Write the data out again, exactly as given.
### ROWS ###
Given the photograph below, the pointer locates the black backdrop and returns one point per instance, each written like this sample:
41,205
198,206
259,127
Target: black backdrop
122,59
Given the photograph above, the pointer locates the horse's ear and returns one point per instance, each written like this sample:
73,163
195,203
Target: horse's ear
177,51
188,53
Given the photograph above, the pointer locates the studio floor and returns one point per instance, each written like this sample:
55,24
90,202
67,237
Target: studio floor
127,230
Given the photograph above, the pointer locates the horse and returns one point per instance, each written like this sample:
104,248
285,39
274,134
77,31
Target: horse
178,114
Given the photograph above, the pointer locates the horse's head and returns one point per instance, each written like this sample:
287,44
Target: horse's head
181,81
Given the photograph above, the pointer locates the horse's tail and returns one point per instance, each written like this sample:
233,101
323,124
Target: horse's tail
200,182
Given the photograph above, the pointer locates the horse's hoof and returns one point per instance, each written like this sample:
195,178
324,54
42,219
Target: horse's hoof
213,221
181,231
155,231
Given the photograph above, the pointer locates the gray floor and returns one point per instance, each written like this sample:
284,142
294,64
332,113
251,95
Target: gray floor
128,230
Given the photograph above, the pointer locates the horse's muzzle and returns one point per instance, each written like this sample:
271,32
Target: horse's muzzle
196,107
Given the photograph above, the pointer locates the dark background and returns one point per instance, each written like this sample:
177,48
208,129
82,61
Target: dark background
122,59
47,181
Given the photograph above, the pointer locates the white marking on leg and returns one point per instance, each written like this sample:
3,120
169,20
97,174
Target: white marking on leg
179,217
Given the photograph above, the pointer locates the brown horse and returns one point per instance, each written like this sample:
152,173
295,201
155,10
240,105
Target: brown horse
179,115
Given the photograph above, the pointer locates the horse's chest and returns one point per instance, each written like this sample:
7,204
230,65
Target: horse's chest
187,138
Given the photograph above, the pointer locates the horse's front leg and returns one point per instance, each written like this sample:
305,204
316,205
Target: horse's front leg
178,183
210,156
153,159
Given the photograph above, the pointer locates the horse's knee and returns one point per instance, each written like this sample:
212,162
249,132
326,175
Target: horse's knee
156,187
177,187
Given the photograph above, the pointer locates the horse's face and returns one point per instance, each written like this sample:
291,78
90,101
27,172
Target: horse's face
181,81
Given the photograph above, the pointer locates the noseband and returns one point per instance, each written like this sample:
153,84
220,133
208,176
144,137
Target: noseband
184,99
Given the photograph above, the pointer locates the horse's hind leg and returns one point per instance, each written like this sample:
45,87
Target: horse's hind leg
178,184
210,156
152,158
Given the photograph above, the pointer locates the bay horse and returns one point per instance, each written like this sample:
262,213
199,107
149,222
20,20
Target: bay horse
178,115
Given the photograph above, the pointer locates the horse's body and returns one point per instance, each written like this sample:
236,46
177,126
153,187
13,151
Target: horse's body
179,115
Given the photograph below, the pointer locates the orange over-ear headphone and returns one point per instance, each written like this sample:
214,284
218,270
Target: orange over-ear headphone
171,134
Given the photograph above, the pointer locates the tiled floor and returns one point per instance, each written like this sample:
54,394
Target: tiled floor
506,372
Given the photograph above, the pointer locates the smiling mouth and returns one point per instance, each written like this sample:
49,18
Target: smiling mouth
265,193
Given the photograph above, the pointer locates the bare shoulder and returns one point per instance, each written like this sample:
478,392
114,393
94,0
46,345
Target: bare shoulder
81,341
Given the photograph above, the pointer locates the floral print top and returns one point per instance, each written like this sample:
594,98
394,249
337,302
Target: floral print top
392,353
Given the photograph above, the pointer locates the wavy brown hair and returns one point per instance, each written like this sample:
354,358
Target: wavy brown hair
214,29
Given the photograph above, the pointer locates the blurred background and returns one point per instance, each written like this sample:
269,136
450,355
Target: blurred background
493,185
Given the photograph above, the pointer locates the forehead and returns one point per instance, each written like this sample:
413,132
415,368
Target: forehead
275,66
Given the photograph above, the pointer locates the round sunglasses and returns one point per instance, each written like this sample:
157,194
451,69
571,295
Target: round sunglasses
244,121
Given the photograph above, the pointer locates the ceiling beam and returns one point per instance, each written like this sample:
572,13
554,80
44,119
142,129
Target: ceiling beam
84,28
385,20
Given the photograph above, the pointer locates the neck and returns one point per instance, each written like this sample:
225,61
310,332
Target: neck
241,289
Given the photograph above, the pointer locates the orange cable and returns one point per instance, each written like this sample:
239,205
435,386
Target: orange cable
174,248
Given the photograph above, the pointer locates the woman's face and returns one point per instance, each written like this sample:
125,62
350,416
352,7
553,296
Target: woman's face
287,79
###
-- OUTPUT FOR THIS EXERCISE --
Given the photograph below, the pointer locates the black backdrop and returns one point per instance, each written like this sample:
41,205
198,206
259,127
Target: black backdrop
122,59
Given the photograph above, the pointer locates the horse's ear and returns one point per instance, each written like this sample:
73,163
195,203
Target: horse's ear
177,51
188,53
Given the photograph above, the pointer locates the studio floor and returns one point per instance, each written like this sample:
55,24
90,202
67,237
Target: studio floor
127,230
Given the photograph above, the pointer locates the horse and returns one point per instance, each written like this sample:
104,248
285,39
274,134
77,31
Target: horse
178,114
Given the photograph above, the pointer locates the horse's head and returns one point per instance, each written like this sample:
287,44
Target: horse's head
181,81
Given the photograph above, the pointer locates the horse's tail and returns one point per instance, each written like this sample:
233,101
323,124
Target: horse's tail
200,182
Given the photograph above, the pointer locates the horse's hoof and returns one point per instance, each written like this sample:
195,178
324,54
42,219
Target: horse's hoof
213,221
181,231
155,231
Given the photograph above, the pointer locates the gray floor and returns one point per instance, each written like this sample:
284,142
294,64
332,113
251,95
Target: gray floor
128,230
Given the photograph above, the pointer locates the horse's muzzle and returns one point per instance, each written like this sample:
271,32
Target: horse's muzzle
196,107
Given the photograph above, the pointer locates the dark background and returns one point per instance, each written like this sample:
177,48
208,129
82,61
Target: dark background
122,59
47,181
Given the photograph above, the pointer locates the white marking on leg and returns one point per instance, each written like this sample:
3,120
169,20
97,174
Target: white marking on leg
179,217
Given the photograph above, the pointer locates the brown horse and returns one point per instance, each written like this sample:
152,173
295,201
155,10
240,105
Target: brown horse
179,115
Given the photograph above, the pointer locates the horse's chest and returns one point per instance, each written like this sample:
7,204
230,65
Target: horse's chest
187,138
Given the photograph above, the pointer locates the horse's front leg and returns one point per instance, each written like this sample:
305,204
316,205
Target: horse's front leg
178,183
210,156
153,159
Given the photograph above, the pointer locates the horse's knee and returns one point per instance, each written like this sample:
212,162
249,132
326,175
Target: horse's knee
156,187
177,187
Given the photograph above, the pointer locates the horse's face and returns one point per instance, each written like this sample:
291,78
90,101
27,172
Target: horse's face
181,81
Given the photograph above, the pointer locates the noseband and returns one point per instance, each written like this sample:
153,84
220,133
208,176
144,137
Target: noseband
184,99
Given the photograph above, the pointer locates the horse's hind leg and returns one point per instance, each written like this sample:
45,87
Target: horse's hind leg
178,184
210,156
152,158
Given the photograph above, the pointer locates the bay horse and returns one point per instance, each written like this sample:
262,213
199,107
149,222
20,20
Target: bay horse
178,115
Given the photograph above, the pointer locates the horse's body and returns one point per instance, each written like this sample:
236,46
177,126
153,187
13,151
Target: horse's body
179,115
Given the photograph below, the pointer locates the orange over-ear headphone and returns one point per instance, each written like this sample:
214,284
218,270
Target: orange over-ear headphone
171,134
Given the photograph above, the pointer locates the tiled floor and returns one point per instance, each written like this sample:
54,394
Target: tiled floor
506,372
Given the photograph above, the pointer locates the smiling mouth and returns one point per instance, each written like this sample:
49,18
Target: smiling mouth
265,193
Given the photograph above, the pointer locates the bare shoulder and returns one point per instance, each written like this sample:
478,392
114,393
94,0
46,345
Target: bare shoulder
81,341
Given the photograph above, the pointer locates the floral print top and returns one point per instance, each written like this sample:
594,98
394,249
337,302
Target: floral print top
392,353
Given the photograph above, the pointer locates the wavy brown hair and returns one point per instance, each written like this sample:
354,358
Target: wavy brown hair
214,29
Given the photograph above, the pointer locates the blurred background and returns one point per instance, each written like this sample:
269,136
450,355
Target: blurred background
493,185
Given the photograph above, the pointer locates the forehead and returns one point per instance, each written like this sample:
413,132
415,368
Target: forehead
275,66
Given the photograph above, the pointer locates the round sunglasses and returns one point per instance, each written like this sample:
157,194
451,69
571,295
Target: round sunglasses
244,121
Given the photograph above, the pointer locates the ceiling beam and returns one point per instance, each written like this sample:
572,13
554,80
44,119
142,129
Target: ceiling beam
84,28
385,20
Given the photograph above, the pointer locates the neck and returns one point per instance, each written like this sample:
225,61
310,332
Target: neck
241,289
Given the photograph above, the pointer locates the orange cable and returns one point per instance, each written like this sample:
239,205
435,386
Target: orange cable
174,248
Given the photograph above, the pointer locates the woman's face and returns one point per instance, each written like this sample:
125,62
350,416
352,7
553,296
Target: woman's face
287,79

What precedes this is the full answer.